**Text block**:
[Start]

Introduction: Bit Banging Step-by-step: Arduino Control of WS2811, WS2812, and WS2812B RGB LEDs
Disclaimer: over the past year, a few different libraries have been written for controlling these ubiquitous RGB LEDs by fellow makers from Adafruit, PJRC, and the FastSPI project. The libraries work great, and we should try them all out. Recently, we were asked by a few people how the low-level code really worked. With the hope that others find the explanation useful, we put together this Instructable with a detailed answer.
--
Overview
When we want a microcontroller to send/receive data to/from devices using some form of digital logic, we often do so by way of standard protocols such as SPI, I2C/TWI, UART, etc. However, there comes a time in every embedded hardware programmer's life where it is convenient or necessary to roll-up her sleeves, and crank-out her own protocol. Such is the case for controlling the ubiquitous RGB LEDs from WorldSemi: the WS281X series.
It should be noted that there have been successful attempts to use the SPI protocol for controlling these LEDs. Nevertheless, given the nature of their communication protocol (described below) this is a perfect setting for implementing a custom solution using a programming technique known as bitbanging. This technique allows us to mimic different functions of specialized hardware using software. In this case, we'll use it to toggle a digital output pin on the ATMega328p microcontroller in a highly precise manner, so that the digital signal created allows us to turn on and off a 1-by-60 array of WS2812 RGB LEDs.
Difficulty level: Beginner+ (some familiarity with Arduino programming)
Time to completion: 15-30 Minutes
Step 1: List of Materials
Inside the WS2812 and WS2812B packages resides an embedded version of the WS2811 constant-current LED driver, as well as 3 individually controlled LEDs; one red, one green, and one blue. In a compact package, the WS2811 includes:
- An internal oscillator
- A signal reshaping and amplification circuit
- A data latch
- A 3-channel, programmable constant current output drive
- 2 digital ports (serial output/input)
Despite all the intricacies under the hood, we only need to worry about one thing—besides providing power, of course—which is to send ones (1s) and zeros (0s) over to the serial input port according to what we'd like for the LEDs to do. And so, we first need to be clear as to what we want the LEDs to do before moving on to the how we want to do it.

[End]

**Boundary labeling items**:
[Start]

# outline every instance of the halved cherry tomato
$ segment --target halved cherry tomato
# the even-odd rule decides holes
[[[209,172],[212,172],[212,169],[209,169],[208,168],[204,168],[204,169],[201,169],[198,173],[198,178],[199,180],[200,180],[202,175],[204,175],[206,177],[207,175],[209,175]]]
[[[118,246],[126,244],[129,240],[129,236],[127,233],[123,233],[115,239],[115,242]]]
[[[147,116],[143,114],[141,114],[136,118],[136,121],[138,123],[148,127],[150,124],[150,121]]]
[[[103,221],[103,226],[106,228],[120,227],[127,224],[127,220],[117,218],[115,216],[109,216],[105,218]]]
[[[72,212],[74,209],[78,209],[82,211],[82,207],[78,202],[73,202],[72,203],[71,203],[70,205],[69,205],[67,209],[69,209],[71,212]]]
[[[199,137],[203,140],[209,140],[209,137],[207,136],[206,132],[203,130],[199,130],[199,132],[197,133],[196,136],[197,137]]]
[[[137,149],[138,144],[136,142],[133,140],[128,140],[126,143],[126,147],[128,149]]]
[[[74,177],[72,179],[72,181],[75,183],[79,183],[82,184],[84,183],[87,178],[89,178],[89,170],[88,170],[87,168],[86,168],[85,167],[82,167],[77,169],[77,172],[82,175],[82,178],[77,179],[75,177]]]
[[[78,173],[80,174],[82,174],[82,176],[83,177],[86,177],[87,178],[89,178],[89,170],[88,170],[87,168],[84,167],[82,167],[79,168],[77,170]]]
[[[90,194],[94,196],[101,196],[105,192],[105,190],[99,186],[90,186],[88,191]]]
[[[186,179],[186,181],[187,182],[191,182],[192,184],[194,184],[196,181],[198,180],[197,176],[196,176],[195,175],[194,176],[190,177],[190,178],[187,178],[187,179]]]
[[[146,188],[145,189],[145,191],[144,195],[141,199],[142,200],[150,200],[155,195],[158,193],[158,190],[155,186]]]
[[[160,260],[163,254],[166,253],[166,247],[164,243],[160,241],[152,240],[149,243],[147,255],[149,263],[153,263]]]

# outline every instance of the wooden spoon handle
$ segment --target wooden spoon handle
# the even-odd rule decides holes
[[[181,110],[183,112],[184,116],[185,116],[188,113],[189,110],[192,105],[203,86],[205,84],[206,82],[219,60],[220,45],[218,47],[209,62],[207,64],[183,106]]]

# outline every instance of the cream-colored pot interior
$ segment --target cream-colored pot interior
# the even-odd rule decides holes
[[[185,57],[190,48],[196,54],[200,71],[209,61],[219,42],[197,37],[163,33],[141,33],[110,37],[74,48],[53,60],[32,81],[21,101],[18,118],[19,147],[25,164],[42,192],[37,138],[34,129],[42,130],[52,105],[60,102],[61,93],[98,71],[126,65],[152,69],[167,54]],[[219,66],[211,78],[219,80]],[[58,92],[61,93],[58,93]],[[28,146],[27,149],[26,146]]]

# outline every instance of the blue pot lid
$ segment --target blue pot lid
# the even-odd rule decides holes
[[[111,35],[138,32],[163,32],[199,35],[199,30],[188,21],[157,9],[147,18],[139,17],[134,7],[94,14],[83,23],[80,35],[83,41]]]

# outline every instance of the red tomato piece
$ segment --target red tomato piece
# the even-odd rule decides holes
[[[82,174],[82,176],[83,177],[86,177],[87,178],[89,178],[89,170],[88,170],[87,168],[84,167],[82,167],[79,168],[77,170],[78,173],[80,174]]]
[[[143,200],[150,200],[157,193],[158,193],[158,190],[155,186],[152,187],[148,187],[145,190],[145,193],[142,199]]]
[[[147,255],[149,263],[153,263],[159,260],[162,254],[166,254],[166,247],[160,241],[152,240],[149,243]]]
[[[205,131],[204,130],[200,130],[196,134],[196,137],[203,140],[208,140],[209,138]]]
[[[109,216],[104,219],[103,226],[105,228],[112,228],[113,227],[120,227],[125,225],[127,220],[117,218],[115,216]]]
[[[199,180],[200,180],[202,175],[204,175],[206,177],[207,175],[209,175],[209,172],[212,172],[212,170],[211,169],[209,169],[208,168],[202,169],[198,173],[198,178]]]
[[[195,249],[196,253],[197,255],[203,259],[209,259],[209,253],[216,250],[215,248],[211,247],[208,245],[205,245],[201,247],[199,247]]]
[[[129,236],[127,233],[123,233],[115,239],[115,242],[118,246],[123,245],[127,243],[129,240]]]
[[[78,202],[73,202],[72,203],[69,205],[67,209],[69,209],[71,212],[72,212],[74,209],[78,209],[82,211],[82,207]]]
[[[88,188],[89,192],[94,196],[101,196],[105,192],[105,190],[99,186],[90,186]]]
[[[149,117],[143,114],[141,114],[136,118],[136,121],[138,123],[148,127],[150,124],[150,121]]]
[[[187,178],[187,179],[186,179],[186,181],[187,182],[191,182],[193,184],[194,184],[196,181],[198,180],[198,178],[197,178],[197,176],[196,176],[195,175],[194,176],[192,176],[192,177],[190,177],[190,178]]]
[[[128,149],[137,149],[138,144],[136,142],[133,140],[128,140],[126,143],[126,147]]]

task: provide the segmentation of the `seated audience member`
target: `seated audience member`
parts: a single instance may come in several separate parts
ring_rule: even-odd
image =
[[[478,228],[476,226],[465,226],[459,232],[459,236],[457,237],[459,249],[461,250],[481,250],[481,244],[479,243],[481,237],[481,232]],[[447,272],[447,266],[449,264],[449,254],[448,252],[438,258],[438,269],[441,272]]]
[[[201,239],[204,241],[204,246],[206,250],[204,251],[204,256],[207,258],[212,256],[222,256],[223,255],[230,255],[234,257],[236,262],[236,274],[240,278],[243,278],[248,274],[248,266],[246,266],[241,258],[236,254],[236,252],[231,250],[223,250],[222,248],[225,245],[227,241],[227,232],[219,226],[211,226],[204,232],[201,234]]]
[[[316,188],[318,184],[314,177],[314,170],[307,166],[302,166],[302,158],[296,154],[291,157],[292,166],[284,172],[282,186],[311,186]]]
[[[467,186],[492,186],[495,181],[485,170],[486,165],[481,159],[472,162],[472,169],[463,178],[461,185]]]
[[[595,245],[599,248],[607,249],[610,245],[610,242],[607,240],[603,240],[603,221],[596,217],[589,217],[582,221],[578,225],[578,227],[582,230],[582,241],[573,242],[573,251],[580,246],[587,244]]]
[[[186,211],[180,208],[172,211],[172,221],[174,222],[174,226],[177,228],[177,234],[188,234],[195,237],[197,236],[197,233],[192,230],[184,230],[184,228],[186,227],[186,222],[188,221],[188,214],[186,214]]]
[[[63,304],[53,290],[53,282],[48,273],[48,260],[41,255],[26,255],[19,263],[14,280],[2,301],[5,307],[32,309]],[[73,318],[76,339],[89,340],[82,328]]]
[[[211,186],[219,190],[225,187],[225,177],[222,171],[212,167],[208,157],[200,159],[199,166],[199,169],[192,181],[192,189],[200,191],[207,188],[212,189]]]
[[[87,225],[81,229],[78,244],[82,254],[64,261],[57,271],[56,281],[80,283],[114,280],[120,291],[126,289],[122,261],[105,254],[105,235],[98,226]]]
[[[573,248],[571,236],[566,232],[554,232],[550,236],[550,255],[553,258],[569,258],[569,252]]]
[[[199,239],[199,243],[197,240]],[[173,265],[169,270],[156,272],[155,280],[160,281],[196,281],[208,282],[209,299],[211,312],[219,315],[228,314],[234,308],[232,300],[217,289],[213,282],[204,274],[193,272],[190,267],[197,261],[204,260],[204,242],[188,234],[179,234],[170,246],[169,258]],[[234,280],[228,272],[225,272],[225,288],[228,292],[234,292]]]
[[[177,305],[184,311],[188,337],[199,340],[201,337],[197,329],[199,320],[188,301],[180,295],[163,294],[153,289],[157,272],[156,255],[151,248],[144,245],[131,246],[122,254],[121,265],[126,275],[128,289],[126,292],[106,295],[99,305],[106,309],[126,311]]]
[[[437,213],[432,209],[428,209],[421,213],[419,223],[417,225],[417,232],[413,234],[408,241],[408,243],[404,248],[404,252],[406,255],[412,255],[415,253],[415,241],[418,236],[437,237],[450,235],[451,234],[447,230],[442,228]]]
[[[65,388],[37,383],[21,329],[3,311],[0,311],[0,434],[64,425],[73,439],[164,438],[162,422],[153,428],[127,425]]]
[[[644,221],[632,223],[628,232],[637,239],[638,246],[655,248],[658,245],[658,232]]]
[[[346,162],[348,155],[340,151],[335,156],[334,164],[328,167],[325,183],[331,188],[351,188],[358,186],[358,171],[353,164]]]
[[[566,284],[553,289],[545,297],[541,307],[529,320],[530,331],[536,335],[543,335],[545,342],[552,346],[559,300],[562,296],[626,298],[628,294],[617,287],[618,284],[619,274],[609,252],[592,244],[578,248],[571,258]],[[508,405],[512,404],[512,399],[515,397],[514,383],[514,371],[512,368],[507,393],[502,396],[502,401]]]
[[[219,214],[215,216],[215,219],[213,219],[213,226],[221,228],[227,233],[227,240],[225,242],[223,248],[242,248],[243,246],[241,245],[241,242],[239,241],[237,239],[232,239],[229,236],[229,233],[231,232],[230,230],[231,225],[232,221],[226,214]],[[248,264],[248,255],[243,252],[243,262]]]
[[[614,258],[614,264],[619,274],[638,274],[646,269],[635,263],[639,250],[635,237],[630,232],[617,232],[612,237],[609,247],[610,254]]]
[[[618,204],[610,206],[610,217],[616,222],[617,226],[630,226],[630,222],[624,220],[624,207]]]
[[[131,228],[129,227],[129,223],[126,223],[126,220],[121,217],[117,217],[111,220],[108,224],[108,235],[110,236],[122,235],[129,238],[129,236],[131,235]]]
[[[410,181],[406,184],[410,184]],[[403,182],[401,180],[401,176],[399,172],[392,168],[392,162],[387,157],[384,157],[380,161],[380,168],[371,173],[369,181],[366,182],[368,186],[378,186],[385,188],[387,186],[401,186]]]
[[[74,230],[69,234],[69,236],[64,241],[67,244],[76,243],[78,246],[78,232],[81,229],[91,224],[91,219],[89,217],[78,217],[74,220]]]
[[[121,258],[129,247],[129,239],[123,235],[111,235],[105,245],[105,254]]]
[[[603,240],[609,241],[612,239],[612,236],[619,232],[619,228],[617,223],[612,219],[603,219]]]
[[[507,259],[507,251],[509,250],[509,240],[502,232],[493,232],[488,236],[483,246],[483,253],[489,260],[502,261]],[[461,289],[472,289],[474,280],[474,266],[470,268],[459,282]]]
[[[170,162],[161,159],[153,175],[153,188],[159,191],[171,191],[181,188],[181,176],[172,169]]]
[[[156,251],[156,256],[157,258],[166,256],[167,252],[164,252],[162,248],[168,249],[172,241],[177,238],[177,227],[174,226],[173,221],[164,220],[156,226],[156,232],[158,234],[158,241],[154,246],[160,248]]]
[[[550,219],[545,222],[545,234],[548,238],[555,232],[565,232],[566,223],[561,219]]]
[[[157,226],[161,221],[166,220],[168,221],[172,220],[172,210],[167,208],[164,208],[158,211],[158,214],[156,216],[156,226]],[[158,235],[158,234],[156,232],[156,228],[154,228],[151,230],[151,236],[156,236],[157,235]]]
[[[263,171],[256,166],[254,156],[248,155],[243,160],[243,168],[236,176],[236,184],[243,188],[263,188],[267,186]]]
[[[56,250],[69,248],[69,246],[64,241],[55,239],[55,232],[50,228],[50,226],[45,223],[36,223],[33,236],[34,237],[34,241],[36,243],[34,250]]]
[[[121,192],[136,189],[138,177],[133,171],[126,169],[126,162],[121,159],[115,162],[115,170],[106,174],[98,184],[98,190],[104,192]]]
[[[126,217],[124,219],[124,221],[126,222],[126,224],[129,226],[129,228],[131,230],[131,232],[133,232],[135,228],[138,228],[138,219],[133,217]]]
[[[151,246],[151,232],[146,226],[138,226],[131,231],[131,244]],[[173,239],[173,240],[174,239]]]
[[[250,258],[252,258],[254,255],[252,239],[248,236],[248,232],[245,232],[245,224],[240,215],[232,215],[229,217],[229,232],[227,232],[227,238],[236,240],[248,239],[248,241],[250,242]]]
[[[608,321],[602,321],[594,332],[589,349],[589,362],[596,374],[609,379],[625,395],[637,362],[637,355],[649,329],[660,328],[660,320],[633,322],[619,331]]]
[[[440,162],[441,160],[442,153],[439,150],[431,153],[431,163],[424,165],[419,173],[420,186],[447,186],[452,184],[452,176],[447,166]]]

[End]

**Goals**:
(1) In the LED bit banging guide, which microcontroller has a digital output pin toggled to drive the WS2812 LEDs?
(2) Write the next part of the LED bit banging guide, starting right after its last sentence.

**In response**:
(1) The ATMega328p.

(2)
Materials
Required
This Instructable focuses on the firmware to communicate with the WS281X, so all we really need to follow along is a computer running the latest version of the Arduino programming interface (avaliable for OS X, GNU/Linux, and Widnows):
Arduino IDE V1.0.5
Optional
If we want to see the code controlling an actual WS2812 RGB LED, then we need the following parts:
1 x WS2812 RGB LED (pre-soldered onto a tiny breakout board)
1 x Solderless Breadboard
Solid Core Wire (assorted colors; 28 AWG)
1 x Arduino Uno R3
1 x Breakaway Pin Connector, 0.1" Pitch, 8-Pin Male
Step 2: Principles of Operation
We have a good high-level view of what we'd like the LEDs to do, but we need to translate it into something that the WS2812 can understand. It turns out that this is not difficult to do, and is similar to how colors work on most digital displays (e.g., the screen on which you're reading this!). The intensity of all 3l LEDs inside the WS2812 can be independently set to a value ranging from 0 (fully off) to 255 (fully on). So to set the color to whitish as mentioned above, we need to tell the embedded WS2811 driver chip:
“Hey! Set the red LED to an intensity of 255, the blue to an intensity of 255, and the green to an intensity of 255.” (as illustrated by the video demo below)
But how exactly are we going send this message to the WS2811? We need to delve a little bit into digital logic (pun intended) to know exactly how to communicate these and any other allowable intensity values. After a couple of steps, we'll be able break down these values into their constituent 1s and 0s, and send them serially to the digital input port of the WS2811.
Step 3: From Decimal to Binary: Breaking Down Numbers Into 1s and 0s
Breaking a number down into 1s and 0s really means using its binary representation. We need to remember that in a binary representation (e.g., 1101 in binary represents the number 13 in decimal), each position has a 'weight' that increases from right to left by a power of 2. Starting with the first position on the right, the 'weights' are: 2^0, 2^1, 2^2, 2^3... This is analogous to the decimal system where starting with the first digit on the right, the 'weights' increase by a power of 10: 10^0, 10^1, 10^2, 10^3... Different than the decimal system where we can have any number from 0...9 at each position, in the binary system we can either have a 1 or a 0.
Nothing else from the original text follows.